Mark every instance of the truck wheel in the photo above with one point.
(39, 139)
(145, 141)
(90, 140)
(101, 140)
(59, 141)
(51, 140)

##############################

Task to complete -> Each line of the listing needs to be transcribed exactly.

Task result ->
Mark every instance of the truck wheel in the photo above with one point.
(39, 139)
(145, 141)
(90, 140)
(101, 140)
(59, 141)
(51, 140)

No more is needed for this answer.